DO ZROBIENIA -
a. Wymień kolejno wszystkie kroki sposobu, który tomaszg opisuje w wątku forum poniżej.
b. W czym według wątku forum poniżej soban_ zdołał odpalić system bez livecd/dvd?

FRAGMENT ŹRÓDŁA -
========================================================================
System mam odpalony na starym kernelu bez obslugi libata.  Da rade to zrobic

bez odpalania jakiegos livecd?Last edited by wirus on Wed Feb 03, 2010 11:34 am; edited 1 time in total

----------

## soban_

Ostatnio mialem podobny problem i bez livecd/dvd sie nie obeszlo. W grubie zas, udalo mi sie odaplic bez livecd/dvd  :Wink: 

----------

## tomaszg

Wiem, że trochę późno na odpowiedź, ale może komuś jeszcze się przyda. Wystarczy nie przestawić roota i przy bootowaniu podać opcje root=/dev/sdxx . Jak już system wstanie, to wtedy spokojnie sobie przestawić.

----------

## wirus

 *tomaszg wrote:*   

> Wiem, że trochę późno na odpowiedź, ale może komuś jeszcze się przyda. Wystarczy nie przestawić roota i przy bootowaniu podać opcje root=/dev/sdxx . Jak już system wstanie, to wtedy spokojnie sobie przestawić.

 

Daję SOLVED choć nie sprawdzałem tego sposobu bo przeszedłem na gruba. Mam nadzieję, że działa.

----------
========================================================================
PRZEDSTAWIONE DANE -
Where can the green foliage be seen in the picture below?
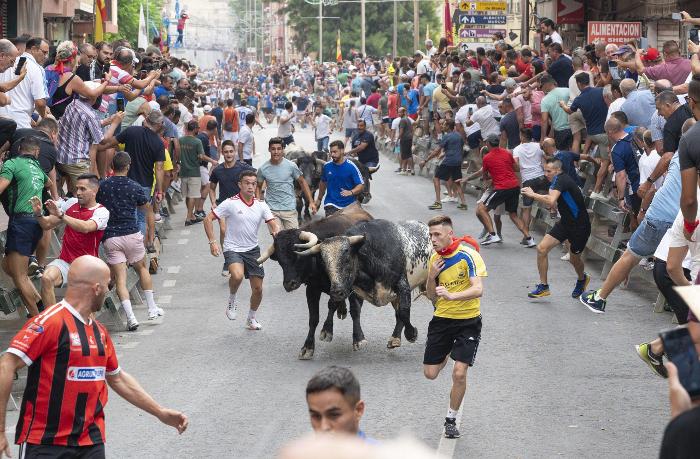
========================================================================
ROZWIĄZANIA ZADAŃ -
a.
1. Nie przestawiać roota.
2. Przy bootowaniu podać opcję root=/dev/sdxx.
3. Gdy system już wstanie, przestawić roota.

b. W grubie.